● DOCUMENT EXTRACT
Sparta Sports Science Lab
October 10, 2012
In addition to sleep consulting, Sparta athletes receive individual counseling on nutrition and flexibility, including expectations regarding how much protein and vegetables they should be taking in. The trainers teach the athletes correct stretching techniques and use foam rollers to target key areas that each individual uses differently.
The makeup of the program is about half professionals and half high school or college athletes. The major sports represented by Sparta athletes are baseball for men and volleyball for women, although trainers have played and studied enough to accommodate most sports.
Some of the professionals who have trained at Sparta include Nnamdi Asomugha of the Philadelphia Eagles, Tyson Ross of the Oakland Athletics and hometown hero Jeremy Lin of the Houston Rockets. Teresa Noyola, who also works out there, just finished her soccer career at Stanford University.
Sparta has many Paly athletes participating in workouts as well. Pitcher Brian Kannappan (‘14) likes that it is not only specific to the sport the athlete plays, but also the athlete’s position. He has worked out at Sparta since the middle of last summer.
“They analyze how balanced of an athlete you are, then adjust your workout to accommodate that balancing rate, force and timing,” Kannappan said. “They helped me as a pitcher by making the most use out of my body. They helped my rotational power, leg strength and shoulder flexibility, which increase throwing speed.”
Sparta’s individualized attention separates it from other gyms. There are different workouts for each sport and individual, depending on what his or her strengths and weaknesses are.
“The force plate really addresses the individual and then we use what we call skills to address the sport,” Wagner said. “With a pitcher, we work a lot on lateral drive like they do off of the mound. We will bench with football guys and work on approach jump with volleyball players.”

● SUPPLIED INFORMATION
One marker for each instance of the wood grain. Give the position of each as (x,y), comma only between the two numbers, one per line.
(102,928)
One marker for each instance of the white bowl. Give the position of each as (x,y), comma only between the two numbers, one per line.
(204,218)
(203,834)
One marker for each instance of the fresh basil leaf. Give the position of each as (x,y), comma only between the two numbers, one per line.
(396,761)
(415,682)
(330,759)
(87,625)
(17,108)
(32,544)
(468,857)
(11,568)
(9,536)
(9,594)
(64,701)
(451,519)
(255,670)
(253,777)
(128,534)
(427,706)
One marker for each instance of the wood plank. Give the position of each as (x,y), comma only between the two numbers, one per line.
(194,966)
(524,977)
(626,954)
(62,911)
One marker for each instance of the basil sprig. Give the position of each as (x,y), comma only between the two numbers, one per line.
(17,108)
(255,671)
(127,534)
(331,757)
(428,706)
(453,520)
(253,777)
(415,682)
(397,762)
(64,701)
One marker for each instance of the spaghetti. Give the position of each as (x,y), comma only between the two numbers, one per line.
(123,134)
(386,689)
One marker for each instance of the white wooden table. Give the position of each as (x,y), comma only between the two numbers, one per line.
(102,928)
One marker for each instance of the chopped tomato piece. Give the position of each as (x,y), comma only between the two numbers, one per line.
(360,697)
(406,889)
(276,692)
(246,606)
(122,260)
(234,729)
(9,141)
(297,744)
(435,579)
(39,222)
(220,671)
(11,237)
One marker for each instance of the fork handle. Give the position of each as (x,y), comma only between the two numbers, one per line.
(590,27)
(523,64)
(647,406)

● WHAT IS REQUIRED
Could you transcribe the Sparta Sports Science Lab article from "Sparta has many" up to and including "and weaknesses are.", keeping every word as it appears? These items are taken from a different source than the Sparta article.

● RESPONSE AREA
Sparta has many Paly athletes participating in workouts as well. Pitcher Brian Kannappan (‘14) likes that it is not only specific to the sport the athlete plays, but also the athlete’s position. He has worked out at Sparta since the middle of last summer.
“They analyze how balanced of an athlete you are, then adjust your workout to accommodate that balancing rate, force and timing,” Kannappan said. “They helped me as a pitcher by making the most use out of my body. They helped my rotational power, leg strength and shoulder flexibility, which increase throwing speed.”
Sparta’s individualized attention separates it from other gyms. There are different workouts for each sport and individual, depending on what his or her strengths and weaknesses are.